■ PROMPT 1 ■
List every place the newspaper article on the NEST school dispute names as a site where NEST parents and students rallied.
■ PROMPT 2 ■
Answer these from the newspaper article on the NEST school dispute:
(a) About how many students does NEST have?
(b) According to the Department of Education, how long would the sharing arrangement last?
(c) What grade is Arianna Gil in?
■ PROMPT 3 ■
Resume the newspaper article on the NEST school dispute after its last sentence.

■ DOCUMENT PASSAGE ■
----------------------------------------

Fuck the meritocracy! May they choke on their ass kissing barf!
Yes, I know I'm out of line and over the edge.
Joanna
Ira Glazer wrote:
> http://www.nytimes.com/2006/06/06/nyregion/06school.html?pagewanted=print
>
>
> June 6, 2006
>
> Parents of the Gifted Resist a Call to Share a School Building
>
> By Elissa Gootman
>
> There they were, parents and students from the New Explorations Into
> Science, Technology and Math school, banging drums and shaking maracas
> in front of Cipriani Wall Street to disrupt the black-tie benefit
> where Schools Chancellor JoelI.Klein was speaking.
>
> There they were again, hundreds representing NEST, as the school is
> known, passionately chanting "Save the NEST" in front of City Hall.
> And there they were, hoisting "Don't Tread on Our School" signs on a
> wooded patch of East Hampton near the Ross School, a private school
> founded by Courtney Sale Ross, the wealthy widow of a former Time
> Warner chairman.
>
> In the two months since parents at NEST learned of the city's plans to
> place the Ross Global Academy, a new charter school also founded by
> Ms. Ross, in their building on the Lower East Side, they have filed a
> lawsuit, hired a publicist and printed buttons and postcards. The city
> has not budged.
>
> Now the battle over NEST, which has about 730 students, has become a
> tale about the intersection of class, race, parents, politicians and
> philanthropists in the New York City public schools. It pits the
> mostly middle-class parents who have nurtured NEST, a
> kindergarten-through-12th-grade school for gifted and talented
> children, against Ms. Ross, a multimillionaire with homes in the
> Hamptons and on the Upper East Side whose supporters say she is
> creating a school to help the poor.
>
> "They're trying to destroy our school," cried Arianna Gil, 12, a NEST
> seventh grader, at the Cipriani rally, as she handed out gift bags
> embossed in silver lettering with the NEST logo and filled with
> publicity materials. She warned of "complete chaos" if the Ross
> charter school moves in.
>
> NEST parents and staff say that there is no room in their building for
> the Ross school, and that its arrival would force them to increase
> class size and cut some foreign-language classes and cherished
> programs like single-sex classes for math and science. But the city's
> Department of Education says that there is room for nearly twice as
> many students as currently attend, that the sharing arrangement would
> last only two years and that many parents have lost sight of the fact
> that NEST is a public school.
>
> As the city has created dozens of new schools, many have been forced
> to cohabitate, despite opposition. Deputy Mayor Dennis M. Walcott said
> he respected the NEST parents' "voicing their issues" but added,
> "We're going to have to agree to disagree."
>
> Within the school system, NEST is an enclave. One recent morning, the
> walls were lined with photography projects and student-produced
> restaurant menus — in French. Kindergartners played in the courtyard,
> while inside, a high school English teacher in a blazer gave an
> impassioned lesson on how to write a formal essay. The PTA office
> buzzed with activity.

----------------------------------------

Stored items

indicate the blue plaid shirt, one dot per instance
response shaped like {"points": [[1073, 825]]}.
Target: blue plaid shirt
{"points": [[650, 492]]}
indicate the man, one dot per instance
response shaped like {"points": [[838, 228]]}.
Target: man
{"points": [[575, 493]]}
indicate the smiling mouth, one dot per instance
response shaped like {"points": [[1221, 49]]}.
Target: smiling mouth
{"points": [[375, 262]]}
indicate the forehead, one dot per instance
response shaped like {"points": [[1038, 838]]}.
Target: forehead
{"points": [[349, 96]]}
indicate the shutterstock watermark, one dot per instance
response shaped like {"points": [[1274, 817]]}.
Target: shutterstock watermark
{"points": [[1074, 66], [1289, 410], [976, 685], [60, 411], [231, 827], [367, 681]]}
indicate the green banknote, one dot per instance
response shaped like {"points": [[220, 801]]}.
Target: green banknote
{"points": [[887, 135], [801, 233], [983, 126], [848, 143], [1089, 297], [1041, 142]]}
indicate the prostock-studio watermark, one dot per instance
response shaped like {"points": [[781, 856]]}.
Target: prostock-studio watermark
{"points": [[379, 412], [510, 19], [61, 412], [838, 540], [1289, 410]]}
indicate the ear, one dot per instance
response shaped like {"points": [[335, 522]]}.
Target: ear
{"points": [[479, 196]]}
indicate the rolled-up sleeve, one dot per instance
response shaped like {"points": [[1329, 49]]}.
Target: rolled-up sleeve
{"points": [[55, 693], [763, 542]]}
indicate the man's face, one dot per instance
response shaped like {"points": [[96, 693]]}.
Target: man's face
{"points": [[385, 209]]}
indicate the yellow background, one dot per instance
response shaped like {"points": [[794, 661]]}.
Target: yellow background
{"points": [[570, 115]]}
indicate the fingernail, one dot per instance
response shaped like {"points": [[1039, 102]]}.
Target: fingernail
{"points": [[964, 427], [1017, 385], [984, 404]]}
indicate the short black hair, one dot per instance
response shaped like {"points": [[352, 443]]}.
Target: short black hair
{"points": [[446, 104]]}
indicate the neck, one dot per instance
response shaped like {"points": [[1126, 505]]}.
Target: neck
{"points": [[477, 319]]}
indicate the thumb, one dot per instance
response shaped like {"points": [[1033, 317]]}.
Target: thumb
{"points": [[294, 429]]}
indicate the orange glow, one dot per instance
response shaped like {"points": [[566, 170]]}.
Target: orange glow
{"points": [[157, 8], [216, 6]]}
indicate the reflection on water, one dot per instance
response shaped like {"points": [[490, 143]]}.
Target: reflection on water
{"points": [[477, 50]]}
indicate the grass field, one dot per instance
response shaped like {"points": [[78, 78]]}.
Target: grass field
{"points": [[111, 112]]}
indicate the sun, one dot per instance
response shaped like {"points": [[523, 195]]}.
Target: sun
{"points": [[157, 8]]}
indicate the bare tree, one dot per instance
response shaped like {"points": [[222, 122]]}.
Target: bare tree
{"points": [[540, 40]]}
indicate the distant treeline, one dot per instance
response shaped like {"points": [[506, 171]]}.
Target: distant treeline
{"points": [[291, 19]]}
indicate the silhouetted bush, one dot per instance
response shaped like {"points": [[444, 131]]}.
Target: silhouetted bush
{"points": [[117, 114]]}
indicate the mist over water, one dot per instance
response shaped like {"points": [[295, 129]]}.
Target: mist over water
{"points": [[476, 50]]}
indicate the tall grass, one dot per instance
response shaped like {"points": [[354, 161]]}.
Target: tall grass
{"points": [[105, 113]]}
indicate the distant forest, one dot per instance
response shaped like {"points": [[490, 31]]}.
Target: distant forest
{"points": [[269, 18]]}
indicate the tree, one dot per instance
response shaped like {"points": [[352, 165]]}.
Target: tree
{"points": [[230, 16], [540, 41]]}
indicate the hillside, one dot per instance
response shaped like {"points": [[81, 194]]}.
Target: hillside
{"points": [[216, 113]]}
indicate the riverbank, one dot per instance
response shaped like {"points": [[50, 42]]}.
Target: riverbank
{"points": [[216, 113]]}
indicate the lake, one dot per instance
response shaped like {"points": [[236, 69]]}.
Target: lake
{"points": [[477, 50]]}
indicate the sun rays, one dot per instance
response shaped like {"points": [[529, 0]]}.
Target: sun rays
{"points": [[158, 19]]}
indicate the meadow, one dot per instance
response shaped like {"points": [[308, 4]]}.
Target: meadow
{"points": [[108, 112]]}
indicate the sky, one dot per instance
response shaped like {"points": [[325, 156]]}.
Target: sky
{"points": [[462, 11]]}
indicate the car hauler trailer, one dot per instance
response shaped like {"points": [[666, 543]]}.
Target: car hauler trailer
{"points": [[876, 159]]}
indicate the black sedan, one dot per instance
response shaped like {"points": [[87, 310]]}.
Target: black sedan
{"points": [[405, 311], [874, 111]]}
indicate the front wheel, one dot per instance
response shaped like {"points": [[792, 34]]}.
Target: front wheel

----------------------------------------

■ WRITTEN RESPONSE 1 ■
- In front of Cipriani Wall Street
- In front of City Hall
- A wooded patch of East Hampton near the Ross School

■ WRITTEN RESPONSE 2 ■
(a) About 730
(b) Only two years
(c) Seventh grade

■ WRITTEN RESPONSE 3 ■
>
> According to city statistics, 52.6 percent of NEST students in the
> 2004-5 school year were white, compared with 15.1 percent in public
> school citywide. At NEST, 18.9 percent of students qualified for free
> lunch, compared with 57.4 percent citywide. The school admits students
> based on factors including test scores, interviews, classwork and
> observed play sessions.
>
> NEST's principal since before it opened in 2001, Celenia Chevere, has
> helped found several other notable public schools. NEST parents have
> donated or raised more than $600,000 to refurbish the building at 111
> Columbia Street, formerly home to a failing middle school.
>
> Trying to keep the Ross school out, parents have been aided not only
> by their children, but also by Sheldon Silver
> <http://topics.nytimes.com/top/reference/timestopics/people/s/sheldon_silver/index.html?inline=nyt-per>,
> the speaker of the State Assembly, who describes the school as a jewel
> of his district.
>
> As part of an assignment, students wrote letters to this reporter,
> warning of dirty hallways, overcrowded classes and a Ross takeover of
> the NEST cafeteria, with its round tables and purple neon sign.
>
> "I don't understand why she has to ruin one of the best schools in New
> York City," Alyse Hunt wrote of Ms. Ross, whose husband, Steven J.
> Ross, was the architect of the merger of Time Inc. and Warner
> Communications. "This whole situation right now is already disturbing
> our education by having to go to rallies and making posters while we
> are supposed to be learning."
>
> Both sides in the struggle cry elitism. Even before NEST opened, some
> politicians and community activists complained that it screened out
> poor, black and Hispanic students and was not serving the
> neighborhood; only a third of NEST's students live in the local school
> district.
>
> "The NEST school wants to operate as a private exclusive school, and
> it is not willing to accept what is a reasonable ask of them as part
> of existing on taxpayer resources," said Garth Harries, chief
> executive of the department's Office of New Schools. "I think it's
> about a school community that has a disproportionate share of public
> resources fighting to maintain control and exclusive access."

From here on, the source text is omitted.